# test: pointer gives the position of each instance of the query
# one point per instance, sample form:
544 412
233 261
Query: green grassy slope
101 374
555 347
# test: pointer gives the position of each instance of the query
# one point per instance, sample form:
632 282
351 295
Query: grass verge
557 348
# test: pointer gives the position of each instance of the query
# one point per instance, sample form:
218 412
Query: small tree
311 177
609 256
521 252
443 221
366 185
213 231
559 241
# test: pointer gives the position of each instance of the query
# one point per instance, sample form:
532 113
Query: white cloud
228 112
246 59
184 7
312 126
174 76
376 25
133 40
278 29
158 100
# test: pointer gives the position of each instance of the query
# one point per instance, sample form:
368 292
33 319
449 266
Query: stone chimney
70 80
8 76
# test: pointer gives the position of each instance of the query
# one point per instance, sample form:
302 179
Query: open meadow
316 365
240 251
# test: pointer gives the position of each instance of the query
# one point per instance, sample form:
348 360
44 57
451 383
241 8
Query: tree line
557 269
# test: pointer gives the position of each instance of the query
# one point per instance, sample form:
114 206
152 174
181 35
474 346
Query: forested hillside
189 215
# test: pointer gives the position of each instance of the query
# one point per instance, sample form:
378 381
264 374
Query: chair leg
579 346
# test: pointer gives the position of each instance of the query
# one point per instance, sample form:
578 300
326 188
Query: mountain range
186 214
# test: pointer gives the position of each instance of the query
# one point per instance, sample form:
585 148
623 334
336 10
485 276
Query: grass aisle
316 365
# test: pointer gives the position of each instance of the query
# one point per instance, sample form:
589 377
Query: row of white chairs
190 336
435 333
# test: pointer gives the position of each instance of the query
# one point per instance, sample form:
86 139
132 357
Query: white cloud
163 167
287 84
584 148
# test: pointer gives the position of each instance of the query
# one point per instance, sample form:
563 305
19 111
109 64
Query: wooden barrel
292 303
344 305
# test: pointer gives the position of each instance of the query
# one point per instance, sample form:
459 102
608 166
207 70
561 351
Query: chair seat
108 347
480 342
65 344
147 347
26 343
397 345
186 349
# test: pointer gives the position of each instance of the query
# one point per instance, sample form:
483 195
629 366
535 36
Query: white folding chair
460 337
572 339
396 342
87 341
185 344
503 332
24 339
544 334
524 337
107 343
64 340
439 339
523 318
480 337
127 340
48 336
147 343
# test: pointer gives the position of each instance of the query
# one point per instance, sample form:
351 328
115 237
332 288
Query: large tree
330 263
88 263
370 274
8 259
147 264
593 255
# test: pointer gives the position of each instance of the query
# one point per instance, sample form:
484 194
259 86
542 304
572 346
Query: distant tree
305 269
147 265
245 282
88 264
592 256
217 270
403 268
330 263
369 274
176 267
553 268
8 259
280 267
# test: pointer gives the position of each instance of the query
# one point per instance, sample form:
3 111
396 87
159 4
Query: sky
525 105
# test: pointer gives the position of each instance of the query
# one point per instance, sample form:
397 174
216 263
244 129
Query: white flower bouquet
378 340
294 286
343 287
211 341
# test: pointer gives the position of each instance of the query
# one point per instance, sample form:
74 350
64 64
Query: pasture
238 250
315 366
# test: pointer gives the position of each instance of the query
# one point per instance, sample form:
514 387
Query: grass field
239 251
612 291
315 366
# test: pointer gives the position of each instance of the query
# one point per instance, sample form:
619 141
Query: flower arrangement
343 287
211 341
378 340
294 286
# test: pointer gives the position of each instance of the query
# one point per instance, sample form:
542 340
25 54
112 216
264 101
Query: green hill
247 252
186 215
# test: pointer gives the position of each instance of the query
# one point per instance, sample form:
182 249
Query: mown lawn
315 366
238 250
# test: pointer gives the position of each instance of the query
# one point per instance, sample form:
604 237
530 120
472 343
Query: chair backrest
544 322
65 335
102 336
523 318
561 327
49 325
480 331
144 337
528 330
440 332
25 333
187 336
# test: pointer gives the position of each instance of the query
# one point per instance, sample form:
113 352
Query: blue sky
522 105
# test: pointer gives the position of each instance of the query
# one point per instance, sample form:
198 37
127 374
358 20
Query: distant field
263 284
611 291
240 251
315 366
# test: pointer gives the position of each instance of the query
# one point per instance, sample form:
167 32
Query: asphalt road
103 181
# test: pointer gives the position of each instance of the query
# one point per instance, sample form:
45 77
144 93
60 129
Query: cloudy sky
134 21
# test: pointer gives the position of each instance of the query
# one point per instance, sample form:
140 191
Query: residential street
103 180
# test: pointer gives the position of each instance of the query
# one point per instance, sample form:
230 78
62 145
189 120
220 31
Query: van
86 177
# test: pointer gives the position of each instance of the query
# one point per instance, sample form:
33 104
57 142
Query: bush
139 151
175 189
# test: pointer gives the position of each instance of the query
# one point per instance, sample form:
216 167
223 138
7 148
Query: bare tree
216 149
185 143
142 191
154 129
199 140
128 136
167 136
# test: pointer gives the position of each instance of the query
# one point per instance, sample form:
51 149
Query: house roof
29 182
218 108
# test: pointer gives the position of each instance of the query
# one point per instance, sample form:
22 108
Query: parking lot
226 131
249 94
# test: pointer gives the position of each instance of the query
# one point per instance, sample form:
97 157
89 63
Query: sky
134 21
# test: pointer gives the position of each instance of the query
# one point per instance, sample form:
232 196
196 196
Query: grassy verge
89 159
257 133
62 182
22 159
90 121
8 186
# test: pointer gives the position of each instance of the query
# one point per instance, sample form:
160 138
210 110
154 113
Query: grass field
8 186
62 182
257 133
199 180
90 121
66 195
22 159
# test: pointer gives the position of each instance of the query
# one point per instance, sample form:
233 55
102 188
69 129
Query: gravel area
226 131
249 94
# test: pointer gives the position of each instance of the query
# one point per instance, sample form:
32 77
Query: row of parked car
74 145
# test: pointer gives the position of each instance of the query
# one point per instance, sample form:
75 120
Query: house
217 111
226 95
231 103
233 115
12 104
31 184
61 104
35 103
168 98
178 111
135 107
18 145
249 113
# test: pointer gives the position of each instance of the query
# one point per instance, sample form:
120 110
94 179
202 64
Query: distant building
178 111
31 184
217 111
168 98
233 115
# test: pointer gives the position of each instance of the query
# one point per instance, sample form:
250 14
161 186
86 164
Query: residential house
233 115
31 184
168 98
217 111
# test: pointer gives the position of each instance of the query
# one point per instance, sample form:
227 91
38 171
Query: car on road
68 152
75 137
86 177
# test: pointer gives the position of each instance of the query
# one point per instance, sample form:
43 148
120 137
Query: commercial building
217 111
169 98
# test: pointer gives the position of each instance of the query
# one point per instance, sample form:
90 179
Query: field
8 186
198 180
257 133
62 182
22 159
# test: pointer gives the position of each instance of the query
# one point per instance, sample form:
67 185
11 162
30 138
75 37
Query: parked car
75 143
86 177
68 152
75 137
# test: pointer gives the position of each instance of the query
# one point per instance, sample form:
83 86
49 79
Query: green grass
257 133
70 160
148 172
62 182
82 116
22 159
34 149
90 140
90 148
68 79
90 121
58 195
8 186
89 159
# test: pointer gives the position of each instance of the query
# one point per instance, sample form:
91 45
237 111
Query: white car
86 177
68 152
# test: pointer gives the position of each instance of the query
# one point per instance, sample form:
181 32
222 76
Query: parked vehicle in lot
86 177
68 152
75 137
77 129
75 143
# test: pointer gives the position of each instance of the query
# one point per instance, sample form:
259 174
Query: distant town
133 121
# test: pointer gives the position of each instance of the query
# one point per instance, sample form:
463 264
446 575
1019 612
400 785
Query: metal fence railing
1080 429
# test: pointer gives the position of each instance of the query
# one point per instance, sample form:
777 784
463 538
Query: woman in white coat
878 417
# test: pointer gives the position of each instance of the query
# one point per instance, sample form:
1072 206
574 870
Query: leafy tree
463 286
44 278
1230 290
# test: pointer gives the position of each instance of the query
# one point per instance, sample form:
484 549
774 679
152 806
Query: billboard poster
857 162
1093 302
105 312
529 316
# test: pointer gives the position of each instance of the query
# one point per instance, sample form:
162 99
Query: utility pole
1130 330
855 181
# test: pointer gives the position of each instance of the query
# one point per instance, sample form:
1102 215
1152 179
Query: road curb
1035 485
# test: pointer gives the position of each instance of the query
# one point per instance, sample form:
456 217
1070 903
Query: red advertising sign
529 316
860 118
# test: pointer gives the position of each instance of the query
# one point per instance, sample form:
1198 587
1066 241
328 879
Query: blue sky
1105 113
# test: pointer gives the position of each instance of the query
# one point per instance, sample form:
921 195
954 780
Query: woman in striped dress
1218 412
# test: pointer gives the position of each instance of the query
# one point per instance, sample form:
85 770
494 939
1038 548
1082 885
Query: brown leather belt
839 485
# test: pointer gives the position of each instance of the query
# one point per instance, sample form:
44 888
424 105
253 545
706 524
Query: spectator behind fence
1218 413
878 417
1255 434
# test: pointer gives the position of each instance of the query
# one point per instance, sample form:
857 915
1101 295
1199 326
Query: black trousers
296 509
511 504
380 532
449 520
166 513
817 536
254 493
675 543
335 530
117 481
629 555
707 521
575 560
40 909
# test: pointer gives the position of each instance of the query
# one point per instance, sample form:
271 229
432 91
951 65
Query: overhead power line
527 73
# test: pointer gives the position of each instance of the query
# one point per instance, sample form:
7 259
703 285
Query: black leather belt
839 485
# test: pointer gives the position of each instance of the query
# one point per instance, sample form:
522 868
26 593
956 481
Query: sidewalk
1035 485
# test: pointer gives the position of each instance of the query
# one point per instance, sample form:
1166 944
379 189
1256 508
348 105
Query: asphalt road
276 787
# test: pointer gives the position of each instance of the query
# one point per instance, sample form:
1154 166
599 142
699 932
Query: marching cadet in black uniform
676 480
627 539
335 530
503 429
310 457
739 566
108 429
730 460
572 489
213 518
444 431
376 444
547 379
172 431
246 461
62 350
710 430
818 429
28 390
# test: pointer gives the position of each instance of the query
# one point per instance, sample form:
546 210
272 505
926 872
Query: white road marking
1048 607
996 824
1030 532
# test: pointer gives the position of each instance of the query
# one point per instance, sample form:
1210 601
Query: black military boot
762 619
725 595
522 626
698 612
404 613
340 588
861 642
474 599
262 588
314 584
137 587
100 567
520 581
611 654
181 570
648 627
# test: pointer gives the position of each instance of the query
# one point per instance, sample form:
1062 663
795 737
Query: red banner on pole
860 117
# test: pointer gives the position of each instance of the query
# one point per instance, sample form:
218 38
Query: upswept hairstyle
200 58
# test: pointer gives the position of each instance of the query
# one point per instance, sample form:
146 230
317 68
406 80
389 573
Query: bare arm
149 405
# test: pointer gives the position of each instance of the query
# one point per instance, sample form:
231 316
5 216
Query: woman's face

....

How many lines of the listing above contain the string "green"? Reply with the number alone.

WRITTEN REPLY →
3